-------- ИСХОДНЫЙ ТЕКСТ --------
Дом Беликова
Принято считать, что прототипом “человека в футляре” послужил инспектор таганрожской гимназии А. Ф. Дьяконов. Как только не звали его острые на язык гимназисты! И Сороконожкой, и Серым Пальто, и Гадючкой... Клички эти говорят сами за себя, но всё-таки насколько соответствуют они реальному облику инспектора? Отыскав фотографию, долго всматриваюсь. Чёрные усы, пробор, цепкий, подозрительный взгляд исподлобья. Представляю, как испуганно замирали гимназисты, когда этот вездесущий человек неслышно вырастал перед ними. То в классе... То в коридоре...
Дом инспектора Дьяконова сохранился до наших дней. На фасаде его — доска с осторожной надписью, что здесь, дескать, жил один из прототипов “человека в футляре”.
Один из... Это чтоб не вводить в заблуждение доверчивого прохожего. Чтоб не бросать тень на человека, о котором кое-кто из хорошо знавших его людей отзывался как о личности в высшей степени порядочной.
В таганрожском музее Чехова хранится рукопись выпускника здешней гимназии П. Филевского, который характеризует Дьяконова как человека строгого, даже сурового, но безупречно честного. И щедрого. Оказывается, дом свой — тот самый, с доской, он завещал начальному училищу. А сбережения — учителям. На ежегодные пособия... Таковы факты. Но кого, скажите, переубедят они? У искусства — своя правда, и нет таких документов, нет таких свидетелей, которые могли бы опровергнуть её. Вот и я тоже, совершая паломничество на родину Чехова, ловлю себя на том, что дом этот — видимо, типичный для тогдашнего Таганрога — кажется мне и мрачноватым, и словно бы сдавшимся. Именно в таком доме, понимаю я, и должен был житъ несчастный учитель греческого языка.
Несчастный? Но отчего же несчастный? У нас ведь принято характеризовать Беликова иными, куда более жёсткими словами. Попробуй-ка назови кого-либо человеком в футляре — обидится!
Словечко “футляр” — оно всё. Заворожённые им, мы как-то забываем, что в этом странном, глухом, мёртвом футляре, предназначенном, как известно, для предметов неодушевлённых, заточён — бог весть, за какие грехи — пусть маленький, пусть ничтожный, но человек. Каково же ему там, живому-то!
Надо сказать, что первые читатели рассказа относились к его герою милосерднее нас. Мы презираем его, мы смеёмся над ним, а они — жалели. И даже уважали. За что? А за верность принципам хотя бы. “Раз это не разрешено циркулярно, то и нельзя”.
--------
§ **ЧТО ТРЕБУЕТСЯ**
**a.** Пожалуйста, ответьте на вопросы по тексту о доме Беликова:
(i) Кого принято считать прототипом «человека в футляре»?
(ii) Кому Дьяконов завещал свой дом?
(iii) За что, судя по тексту, первые читатели рассказа уважали его героя?
**b.** Допишите продолжение текста о доме Беликова, начиная после его последнего предложения.
-------- ЗАПИСИ НАБОРА --------
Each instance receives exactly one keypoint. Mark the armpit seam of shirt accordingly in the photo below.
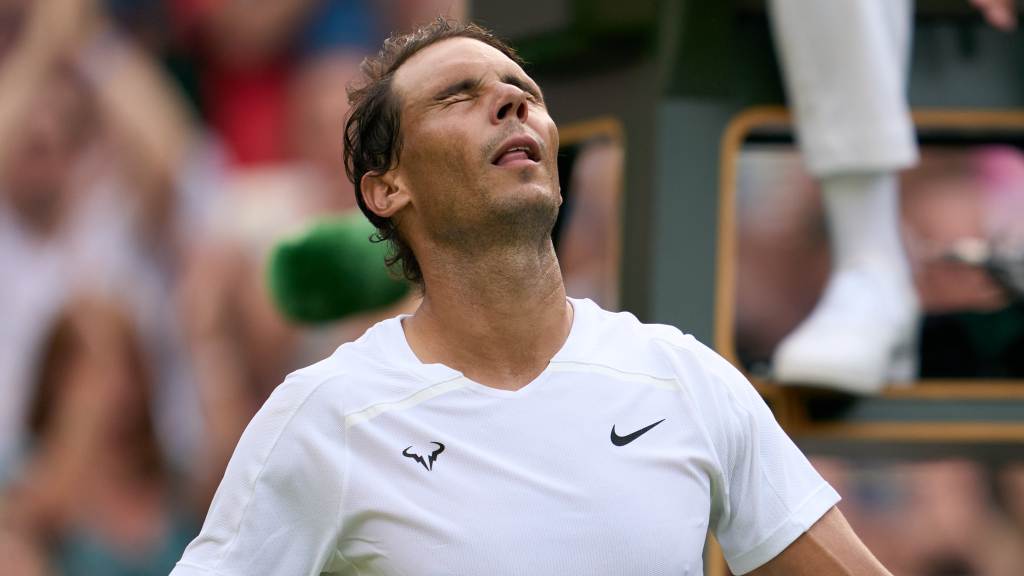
(252, 490)
(569, 363)
(710, 439)
(421, 389)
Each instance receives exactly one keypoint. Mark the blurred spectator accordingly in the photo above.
(588, 251)
(973, 328)
(96, 494)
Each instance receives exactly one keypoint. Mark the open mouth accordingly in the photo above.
(516, 151)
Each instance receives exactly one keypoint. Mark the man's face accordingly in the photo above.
(479, 149)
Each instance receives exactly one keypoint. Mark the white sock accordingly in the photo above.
(863, 216)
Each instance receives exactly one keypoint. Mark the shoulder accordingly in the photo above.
(368, 371)
(621, 339)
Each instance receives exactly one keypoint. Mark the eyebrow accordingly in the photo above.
(473, 84)
(458, 87)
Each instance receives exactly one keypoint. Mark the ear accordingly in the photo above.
(383, 194)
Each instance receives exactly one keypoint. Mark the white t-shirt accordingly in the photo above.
(617, 459)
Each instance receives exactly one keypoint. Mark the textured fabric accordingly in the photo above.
(845, 64)
(342, 470)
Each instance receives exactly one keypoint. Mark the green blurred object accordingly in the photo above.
(331, 271)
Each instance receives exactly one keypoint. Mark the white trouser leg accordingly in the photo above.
(844, 63)
(845, 66)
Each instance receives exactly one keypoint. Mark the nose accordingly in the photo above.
(510, 101)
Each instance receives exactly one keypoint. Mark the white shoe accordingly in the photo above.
(861, 334)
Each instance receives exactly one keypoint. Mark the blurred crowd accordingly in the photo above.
(923, 517)
(151, 151)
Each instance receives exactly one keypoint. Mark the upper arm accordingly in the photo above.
(276, 510)
(828, 547)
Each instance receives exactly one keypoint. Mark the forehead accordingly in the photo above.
(448, 60)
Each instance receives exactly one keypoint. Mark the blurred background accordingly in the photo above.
(153, 152)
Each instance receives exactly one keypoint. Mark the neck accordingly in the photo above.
(498, 318)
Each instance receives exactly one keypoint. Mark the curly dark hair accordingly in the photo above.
(373, 129)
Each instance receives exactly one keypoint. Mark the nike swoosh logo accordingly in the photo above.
(624, 440)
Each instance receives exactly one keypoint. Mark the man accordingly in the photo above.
(503, 428)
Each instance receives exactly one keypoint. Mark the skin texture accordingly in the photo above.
(829, 546)
(494, 303)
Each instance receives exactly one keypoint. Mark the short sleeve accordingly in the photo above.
(766, 493)
(276, 510)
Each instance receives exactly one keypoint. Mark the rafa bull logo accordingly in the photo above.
(428, 462)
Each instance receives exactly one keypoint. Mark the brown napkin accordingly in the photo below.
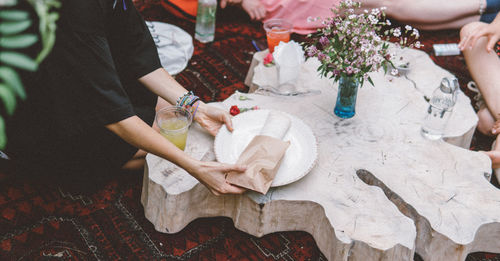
(263, 155)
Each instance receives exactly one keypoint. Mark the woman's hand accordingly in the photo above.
(491, 31)
(213, 176)
(496, 128)
(212, 118)
(223, 3)
(254, 8)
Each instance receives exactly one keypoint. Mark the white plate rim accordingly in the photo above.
(312, 164)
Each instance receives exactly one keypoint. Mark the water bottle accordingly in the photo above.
(205, 20)
(440, 108)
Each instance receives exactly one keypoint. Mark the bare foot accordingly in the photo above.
(495, 158)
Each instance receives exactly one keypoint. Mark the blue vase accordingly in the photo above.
(346, 97)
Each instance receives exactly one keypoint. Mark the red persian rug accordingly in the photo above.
(40, 221)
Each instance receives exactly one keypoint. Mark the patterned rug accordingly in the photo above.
(40, 221)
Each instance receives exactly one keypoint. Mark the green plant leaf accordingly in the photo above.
(18, 41)
(370, 80)
(3, 137)
(18, 60)
(16, 27)
(8, 98)
(12, 79)
(14, 15)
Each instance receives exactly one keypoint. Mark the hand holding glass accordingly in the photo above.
(174, 124)
(277, 30)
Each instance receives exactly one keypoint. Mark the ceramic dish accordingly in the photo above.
(298, 160)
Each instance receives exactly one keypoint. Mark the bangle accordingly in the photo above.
(195, 109)
(482, 7)
(187, 101)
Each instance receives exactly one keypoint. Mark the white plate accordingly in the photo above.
(299, 159)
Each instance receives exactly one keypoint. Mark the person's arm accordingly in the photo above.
(492, 31)
(162, 84)
(212, 174)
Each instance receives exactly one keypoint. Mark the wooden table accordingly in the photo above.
(379, 190)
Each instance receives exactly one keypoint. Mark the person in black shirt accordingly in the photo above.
(92, 101)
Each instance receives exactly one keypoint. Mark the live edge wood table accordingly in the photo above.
(379, 191)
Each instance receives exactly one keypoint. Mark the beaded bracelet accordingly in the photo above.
(482, 7)
(187, 101)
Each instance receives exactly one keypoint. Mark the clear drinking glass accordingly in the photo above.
(277, 30)
(174, 123)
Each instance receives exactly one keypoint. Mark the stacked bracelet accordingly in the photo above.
(188, 100)
(482, 7)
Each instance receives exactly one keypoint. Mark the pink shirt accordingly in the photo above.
(305, 15)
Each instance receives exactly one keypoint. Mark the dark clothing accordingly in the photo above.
(89, 80)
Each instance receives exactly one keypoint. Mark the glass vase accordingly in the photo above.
(345, 106)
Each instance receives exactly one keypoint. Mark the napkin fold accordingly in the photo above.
(289, 58)
(263, 155)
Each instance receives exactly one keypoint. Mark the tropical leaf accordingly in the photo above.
(12, 79)
(3, 137)
(14, 15)
(8, 98)
(15, 27)
(18, 60)
(18, 41)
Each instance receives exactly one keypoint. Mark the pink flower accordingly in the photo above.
(312, 51)
(324, 40)
(321, 56)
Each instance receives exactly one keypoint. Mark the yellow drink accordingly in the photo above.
(175, 130)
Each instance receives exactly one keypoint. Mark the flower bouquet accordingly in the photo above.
(353, 43)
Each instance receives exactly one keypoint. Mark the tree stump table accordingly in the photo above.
(379, 190)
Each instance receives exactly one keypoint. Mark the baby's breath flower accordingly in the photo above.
(397, 32)
(352, 43)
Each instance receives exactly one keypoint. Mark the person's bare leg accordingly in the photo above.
(486, 121)
(429, 12)
(483, 67)
(138, 160)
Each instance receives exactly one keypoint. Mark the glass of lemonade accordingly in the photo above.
(174, 124)
(277, 30)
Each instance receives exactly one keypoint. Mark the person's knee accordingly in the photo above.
(468, 28)
(485, 123)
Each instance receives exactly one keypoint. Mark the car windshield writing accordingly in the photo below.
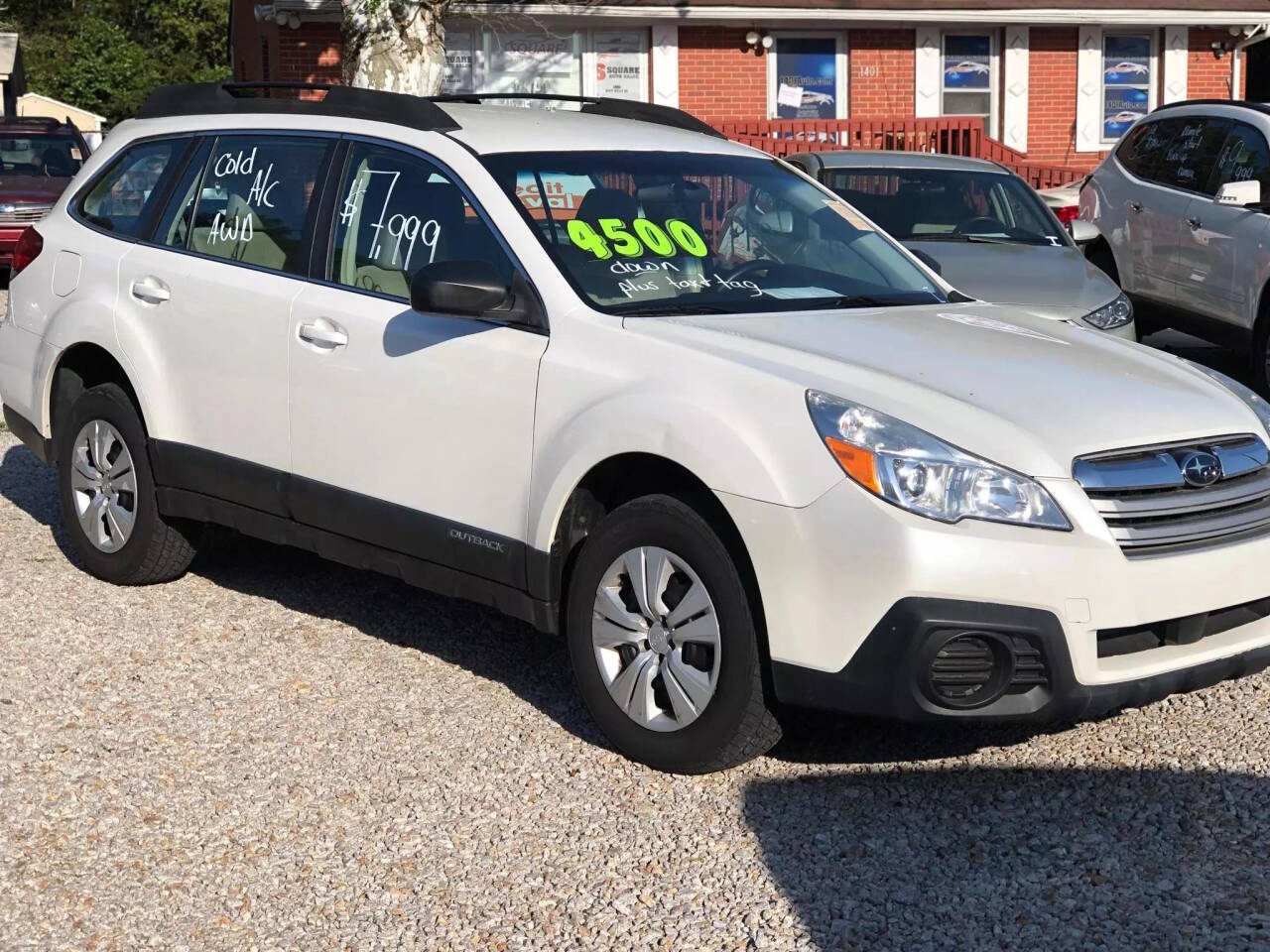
(703, 234)
(943, 204)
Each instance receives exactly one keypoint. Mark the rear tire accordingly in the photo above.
(108, 494)
(688, 645)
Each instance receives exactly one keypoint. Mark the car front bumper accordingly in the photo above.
(858, 595)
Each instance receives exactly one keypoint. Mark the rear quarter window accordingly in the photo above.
(1146, 145)
(123, 195)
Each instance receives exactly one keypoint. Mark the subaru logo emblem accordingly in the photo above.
(1201, 468)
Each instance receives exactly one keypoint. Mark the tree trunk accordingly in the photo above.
(395, 45)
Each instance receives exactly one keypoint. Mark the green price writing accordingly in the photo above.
(642, 238)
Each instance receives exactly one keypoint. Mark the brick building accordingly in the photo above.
(1058, 84)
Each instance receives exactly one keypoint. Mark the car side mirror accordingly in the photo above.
(462, 287)
(1238, 193)
(1082, 231)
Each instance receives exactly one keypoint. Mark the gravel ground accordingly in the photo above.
(280, 753)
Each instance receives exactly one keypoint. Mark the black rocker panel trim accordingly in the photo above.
(30, 434)
(386, 526)
(182, 504)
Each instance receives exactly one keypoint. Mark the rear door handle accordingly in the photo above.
(324, 334)
(150, 290)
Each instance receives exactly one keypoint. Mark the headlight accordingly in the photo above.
(1110, 316)
(919, 472)
(1255, 402)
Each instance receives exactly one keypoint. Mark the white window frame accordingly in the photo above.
(1152, 37)
(841, 66)
(993, 117)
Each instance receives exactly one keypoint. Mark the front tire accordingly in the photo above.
(663, 643)
(108, 494)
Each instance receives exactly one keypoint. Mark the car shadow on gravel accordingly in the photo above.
(535, 666)
(32, 486)
(1000, 858)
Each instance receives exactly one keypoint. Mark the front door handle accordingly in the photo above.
(322, 334)
(150, 290)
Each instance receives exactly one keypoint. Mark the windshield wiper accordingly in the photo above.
(657, 309)
(862, 301)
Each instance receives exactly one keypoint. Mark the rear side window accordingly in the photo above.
(253, 200)
(1243, 158)
(1188, 163)
(397, 212)
(1146, 145)
(121, 198)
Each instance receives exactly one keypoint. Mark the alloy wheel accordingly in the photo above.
(656, 638)
(104, 486)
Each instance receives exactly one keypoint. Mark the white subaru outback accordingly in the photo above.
(532, 359)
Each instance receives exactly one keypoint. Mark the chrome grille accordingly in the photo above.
(1151, 509)
(23, 213)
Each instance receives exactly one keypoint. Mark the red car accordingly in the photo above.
(39, 159)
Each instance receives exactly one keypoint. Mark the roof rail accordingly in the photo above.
(601, 105)
(1242, 103)
(349, 102)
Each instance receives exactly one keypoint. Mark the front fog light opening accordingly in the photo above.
(969, 669)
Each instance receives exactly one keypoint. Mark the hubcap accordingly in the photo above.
(656, 638)
(104, 486)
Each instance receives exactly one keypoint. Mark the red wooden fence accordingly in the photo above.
(948, 135)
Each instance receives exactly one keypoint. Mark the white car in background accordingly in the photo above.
(982, 227)
(707, 421)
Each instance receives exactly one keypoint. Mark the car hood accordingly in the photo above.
(1020, 390)
(1052, 281)
(31, 189)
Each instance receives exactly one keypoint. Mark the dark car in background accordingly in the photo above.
(39, 159)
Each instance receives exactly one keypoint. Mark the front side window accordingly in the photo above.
(966, 85)
(1125, 81)
(1188, 163)
(706, 234)
(945, 204)
(397, 212)
(254, 199)
(1243, 158)
(119, 199)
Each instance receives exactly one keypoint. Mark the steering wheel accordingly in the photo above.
(758, 264)
(978, 223)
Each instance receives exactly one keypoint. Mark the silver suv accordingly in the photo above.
(1179, 206)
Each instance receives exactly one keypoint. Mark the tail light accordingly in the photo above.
(28, 248)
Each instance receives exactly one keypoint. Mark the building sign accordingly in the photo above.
(457, 76)
(1125, 82)
(620, 64)
(534, 62)
(807, 77)
(966, 62)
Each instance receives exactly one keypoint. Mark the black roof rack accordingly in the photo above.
(349, 102)
(1242, 103)
(601, 105)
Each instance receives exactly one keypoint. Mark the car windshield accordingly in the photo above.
(684, 232)
(945, 204)
(50, 154)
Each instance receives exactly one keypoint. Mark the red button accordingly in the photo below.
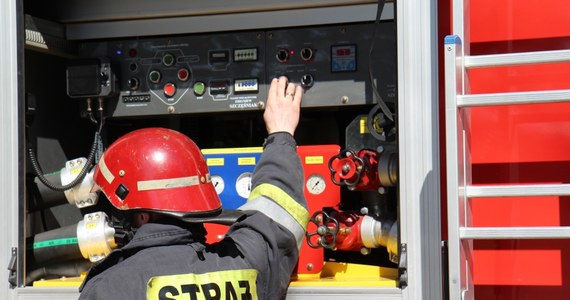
(169, 89)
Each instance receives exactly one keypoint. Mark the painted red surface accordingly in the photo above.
(519, 144)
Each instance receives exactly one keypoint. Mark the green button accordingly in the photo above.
(199, 88)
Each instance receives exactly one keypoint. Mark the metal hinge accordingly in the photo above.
(403, 266)
(13, 268)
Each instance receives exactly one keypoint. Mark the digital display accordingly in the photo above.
(343, 58)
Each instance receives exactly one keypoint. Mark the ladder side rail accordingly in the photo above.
(458, 250)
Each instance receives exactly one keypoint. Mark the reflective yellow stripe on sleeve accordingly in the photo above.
(281, 208)
(230, 284)
(276, 194)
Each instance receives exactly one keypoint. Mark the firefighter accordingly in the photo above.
(160, 179)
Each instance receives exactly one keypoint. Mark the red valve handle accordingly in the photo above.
(327, 234)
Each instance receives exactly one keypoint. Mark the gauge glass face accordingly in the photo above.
(316, 184)
(243, 184)
(218, 183)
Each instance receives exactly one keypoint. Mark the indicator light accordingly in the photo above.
(169, 89)
(183, 74)
(199, 88)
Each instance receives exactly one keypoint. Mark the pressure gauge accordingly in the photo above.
(243, 184)
(316, 184)
(218, 183)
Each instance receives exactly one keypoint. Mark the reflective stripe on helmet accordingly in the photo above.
(107, 174)
(281, 208)
(169, 183)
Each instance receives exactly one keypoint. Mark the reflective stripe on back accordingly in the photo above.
(220, 285)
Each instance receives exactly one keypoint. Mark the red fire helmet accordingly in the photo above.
(159, 170)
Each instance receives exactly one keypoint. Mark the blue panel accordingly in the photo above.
(452, 40)
(230, 171)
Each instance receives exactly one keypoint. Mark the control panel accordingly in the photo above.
(223, 72)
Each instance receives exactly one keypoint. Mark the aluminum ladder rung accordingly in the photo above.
(526, 190)
(494, 233)
(513, 98)
(513, 59)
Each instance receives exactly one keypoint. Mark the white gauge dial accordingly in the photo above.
(218, 183)
(316, 184)
(243, 184)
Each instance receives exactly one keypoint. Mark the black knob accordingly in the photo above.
(282, 55)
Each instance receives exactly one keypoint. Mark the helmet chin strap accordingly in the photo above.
(124, 232)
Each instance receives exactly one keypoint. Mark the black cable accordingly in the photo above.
(90, 160)
(381, 102)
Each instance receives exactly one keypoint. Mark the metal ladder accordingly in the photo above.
(458, 102)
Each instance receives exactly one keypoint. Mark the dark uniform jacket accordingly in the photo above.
(254, 261)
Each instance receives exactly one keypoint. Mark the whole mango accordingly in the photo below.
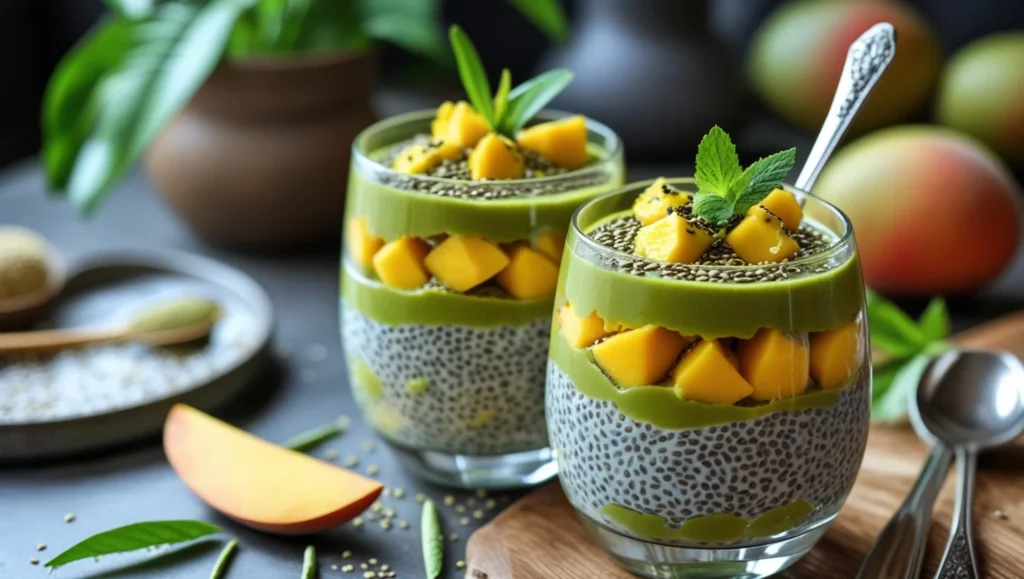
--------
§ **ОТВЕТЫ К ЗАДАНИЮ**
**a.**
(i) Инспектора таганрогской гимназии А. Ф. Дьяконова.
(ii) Начальному училищу.
(iii) За верность принципам.

**b.**
Вообще говоря, это одна из центральных чеховских тем — человек и идея. Она варьируется у него постоянно, то заостряясь до гротеска, то исследуясь в беспощадной исповеди обречённого — и физически и духовно — человека.
Это я о “Скучной истории”. Посетовав на отсутствие “общей идеи”, Николай Степанович продолжает: “Когда в человеке нет того, что выше и сильнее всех внешних влияний, то, право, достаточно для него хорошего насморка, чтобы потерять равновесие и начать видеть в каждой птице сову, в каждом звуке слышать собачий вой”.
Один порабощён идеей, сведён до животного, с восторгом пожирающего ночью зелёный жёсткий крыжовник, другой изнемогает от свободы. Это — две крайности, два полюса, а какая прорва народа сбилась посерёдке!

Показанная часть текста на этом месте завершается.